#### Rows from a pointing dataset
-- START --
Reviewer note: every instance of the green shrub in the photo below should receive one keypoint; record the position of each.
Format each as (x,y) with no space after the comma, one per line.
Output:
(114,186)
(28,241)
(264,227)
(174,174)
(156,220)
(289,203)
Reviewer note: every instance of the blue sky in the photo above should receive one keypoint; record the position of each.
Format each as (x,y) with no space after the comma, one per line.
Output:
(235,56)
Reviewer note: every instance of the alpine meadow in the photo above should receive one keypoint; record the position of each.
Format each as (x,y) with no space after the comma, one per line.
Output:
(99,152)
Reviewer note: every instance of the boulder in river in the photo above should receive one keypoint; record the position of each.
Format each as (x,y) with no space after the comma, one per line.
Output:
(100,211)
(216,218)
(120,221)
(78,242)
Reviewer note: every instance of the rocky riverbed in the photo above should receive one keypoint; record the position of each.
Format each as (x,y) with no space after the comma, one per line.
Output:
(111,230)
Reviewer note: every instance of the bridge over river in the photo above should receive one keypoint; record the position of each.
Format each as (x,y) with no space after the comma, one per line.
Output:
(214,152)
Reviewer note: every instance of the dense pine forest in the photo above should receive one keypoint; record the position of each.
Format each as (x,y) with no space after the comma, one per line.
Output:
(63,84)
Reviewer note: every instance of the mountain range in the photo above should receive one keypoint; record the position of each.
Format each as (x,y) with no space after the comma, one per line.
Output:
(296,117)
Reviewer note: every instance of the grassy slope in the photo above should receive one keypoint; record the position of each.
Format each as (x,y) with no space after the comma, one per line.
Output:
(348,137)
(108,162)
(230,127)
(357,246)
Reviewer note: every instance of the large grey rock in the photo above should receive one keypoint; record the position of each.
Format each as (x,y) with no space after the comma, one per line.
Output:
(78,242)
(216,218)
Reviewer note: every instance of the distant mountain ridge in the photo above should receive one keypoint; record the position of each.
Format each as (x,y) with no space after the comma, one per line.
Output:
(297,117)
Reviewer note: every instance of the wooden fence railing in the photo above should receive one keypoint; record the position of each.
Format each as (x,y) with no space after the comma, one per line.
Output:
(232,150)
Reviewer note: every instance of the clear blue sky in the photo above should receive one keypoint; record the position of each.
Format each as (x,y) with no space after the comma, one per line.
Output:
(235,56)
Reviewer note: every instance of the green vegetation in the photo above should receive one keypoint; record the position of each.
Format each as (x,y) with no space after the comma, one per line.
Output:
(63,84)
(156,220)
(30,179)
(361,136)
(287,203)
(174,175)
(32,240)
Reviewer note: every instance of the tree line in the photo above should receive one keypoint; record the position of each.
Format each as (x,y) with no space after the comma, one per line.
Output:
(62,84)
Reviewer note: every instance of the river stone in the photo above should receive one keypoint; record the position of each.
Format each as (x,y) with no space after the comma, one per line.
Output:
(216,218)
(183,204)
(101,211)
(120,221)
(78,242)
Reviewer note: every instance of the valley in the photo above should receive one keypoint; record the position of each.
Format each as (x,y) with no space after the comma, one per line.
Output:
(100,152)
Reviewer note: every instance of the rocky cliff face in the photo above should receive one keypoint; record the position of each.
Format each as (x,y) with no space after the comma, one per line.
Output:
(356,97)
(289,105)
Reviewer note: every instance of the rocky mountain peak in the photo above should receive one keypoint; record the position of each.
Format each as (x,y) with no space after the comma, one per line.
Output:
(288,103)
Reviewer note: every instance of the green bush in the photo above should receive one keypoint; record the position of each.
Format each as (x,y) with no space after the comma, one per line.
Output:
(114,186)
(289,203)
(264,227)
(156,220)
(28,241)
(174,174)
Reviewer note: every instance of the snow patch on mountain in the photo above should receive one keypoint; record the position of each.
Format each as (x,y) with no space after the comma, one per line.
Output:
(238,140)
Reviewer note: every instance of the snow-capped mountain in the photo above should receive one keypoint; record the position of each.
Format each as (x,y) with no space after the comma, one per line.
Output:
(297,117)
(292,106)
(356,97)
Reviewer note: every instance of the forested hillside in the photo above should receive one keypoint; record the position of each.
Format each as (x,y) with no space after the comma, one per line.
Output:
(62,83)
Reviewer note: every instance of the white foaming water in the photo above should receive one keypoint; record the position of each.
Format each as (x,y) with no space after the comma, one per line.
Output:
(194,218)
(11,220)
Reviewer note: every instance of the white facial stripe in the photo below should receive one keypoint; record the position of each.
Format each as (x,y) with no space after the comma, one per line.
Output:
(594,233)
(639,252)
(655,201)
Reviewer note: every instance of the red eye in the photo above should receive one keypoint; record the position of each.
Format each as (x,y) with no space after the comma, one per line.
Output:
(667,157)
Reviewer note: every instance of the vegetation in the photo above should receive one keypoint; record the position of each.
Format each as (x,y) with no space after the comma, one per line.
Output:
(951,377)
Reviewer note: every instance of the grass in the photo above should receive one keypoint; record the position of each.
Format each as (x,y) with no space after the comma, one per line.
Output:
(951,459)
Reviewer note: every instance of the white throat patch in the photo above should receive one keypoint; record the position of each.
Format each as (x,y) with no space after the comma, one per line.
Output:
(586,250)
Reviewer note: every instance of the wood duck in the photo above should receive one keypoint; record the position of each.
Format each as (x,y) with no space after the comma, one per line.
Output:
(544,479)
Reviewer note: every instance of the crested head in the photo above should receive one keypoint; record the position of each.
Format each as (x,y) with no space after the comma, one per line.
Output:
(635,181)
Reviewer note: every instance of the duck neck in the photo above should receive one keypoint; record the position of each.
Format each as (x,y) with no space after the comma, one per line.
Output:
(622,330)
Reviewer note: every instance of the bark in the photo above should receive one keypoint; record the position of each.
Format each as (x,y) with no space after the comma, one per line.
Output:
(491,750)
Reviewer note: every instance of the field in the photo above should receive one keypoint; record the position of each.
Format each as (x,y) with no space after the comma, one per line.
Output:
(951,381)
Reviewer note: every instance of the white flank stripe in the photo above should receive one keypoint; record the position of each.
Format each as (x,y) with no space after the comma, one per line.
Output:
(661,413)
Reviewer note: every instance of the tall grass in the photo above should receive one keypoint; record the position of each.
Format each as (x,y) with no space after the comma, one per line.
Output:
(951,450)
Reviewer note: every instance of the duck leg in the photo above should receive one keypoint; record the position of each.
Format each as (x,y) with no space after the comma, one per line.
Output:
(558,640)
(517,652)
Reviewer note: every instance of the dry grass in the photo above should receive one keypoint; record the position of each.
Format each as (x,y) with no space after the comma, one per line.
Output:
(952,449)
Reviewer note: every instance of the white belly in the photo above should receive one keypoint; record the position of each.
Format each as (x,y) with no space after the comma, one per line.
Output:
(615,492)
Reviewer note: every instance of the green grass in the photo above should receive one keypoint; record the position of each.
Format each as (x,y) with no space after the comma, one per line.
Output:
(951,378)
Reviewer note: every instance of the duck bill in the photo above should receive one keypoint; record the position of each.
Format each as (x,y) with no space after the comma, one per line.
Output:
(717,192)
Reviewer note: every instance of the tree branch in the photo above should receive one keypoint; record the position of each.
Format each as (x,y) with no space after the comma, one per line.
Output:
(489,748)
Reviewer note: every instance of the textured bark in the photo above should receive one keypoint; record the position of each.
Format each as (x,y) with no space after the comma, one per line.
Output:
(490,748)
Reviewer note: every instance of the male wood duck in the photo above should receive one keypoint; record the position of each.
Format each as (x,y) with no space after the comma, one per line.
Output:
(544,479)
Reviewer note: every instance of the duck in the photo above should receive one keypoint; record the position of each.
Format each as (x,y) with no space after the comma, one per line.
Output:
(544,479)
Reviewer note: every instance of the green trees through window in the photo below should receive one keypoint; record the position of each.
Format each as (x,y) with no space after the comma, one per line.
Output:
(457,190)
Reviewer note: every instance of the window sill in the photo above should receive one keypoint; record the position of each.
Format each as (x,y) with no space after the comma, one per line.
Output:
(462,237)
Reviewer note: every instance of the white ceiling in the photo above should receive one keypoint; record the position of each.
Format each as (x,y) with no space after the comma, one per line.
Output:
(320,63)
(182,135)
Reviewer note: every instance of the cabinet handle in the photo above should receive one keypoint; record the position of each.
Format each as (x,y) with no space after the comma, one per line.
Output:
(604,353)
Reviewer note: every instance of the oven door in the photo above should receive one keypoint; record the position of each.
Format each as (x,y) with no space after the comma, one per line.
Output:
-- END --
Give the lines from the one containing "Reviewer note: every instance of the cabinet" through the end of the entries as a JSON list of strings, one string per line, with blank lines left out.

[
  "Reviewer note: every instance of the cabinet handle in the photo above should receive one keypoint; record the position of each.",
  "Format each as (x,y) with no space after the comma, one per line.",
  "Output:",
  "(604,353)",
  "Reviewer note: every instance of the oven door in the photo above should receive one keypoint; record the position of each.",
  "Format each as (x,y) with no space after the comma, one per line.",
  "Output:"
]